» **WHAT TO WORK ON**: Take the part of the listing that opens with the line containing "[point] every instance of the shallow" and runs through the end of the listing. Write those lines out again, request included, and raise every coordinate in the answers by 70.

(Entries taken from a collection)

◇ ◇ ◇ ◇ ◇ ◇ ◇

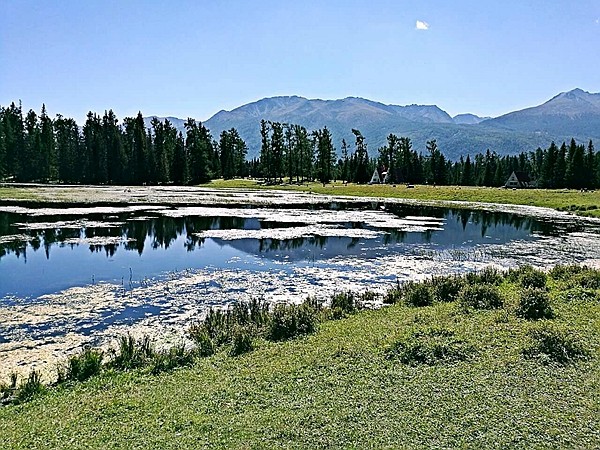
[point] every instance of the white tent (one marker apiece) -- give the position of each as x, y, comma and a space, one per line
375, 179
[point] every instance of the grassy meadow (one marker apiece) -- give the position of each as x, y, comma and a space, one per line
578, 202
487, 361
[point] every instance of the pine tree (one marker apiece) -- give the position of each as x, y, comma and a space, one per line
361, 159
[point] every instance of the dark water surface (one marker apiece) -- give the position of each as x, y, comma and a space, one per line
42, 254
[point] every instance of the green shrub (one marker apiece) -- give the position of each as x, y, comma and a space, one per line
489, 275
393, 296
564, 273
579, 294
82, 366
430, 347
289, 321
588, 279
215, 324
241, 342
418, 294
534, 304
528, 277
480, 296
32, 387
204, 344
132, 353
554, 345
176, 356
219, 324
345, 301
446, 289
7, 390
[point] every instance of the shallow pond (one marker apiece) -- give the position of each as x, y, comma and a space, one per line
70, 276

◇ ◇ ◇ ◇ ◇ ◇ ◇

» **ANSWER IN FULL**:
[point] every instance of the shallow pond (one marker apiece) -- give the position of each as x, y, comma and a space, one per line
140, 346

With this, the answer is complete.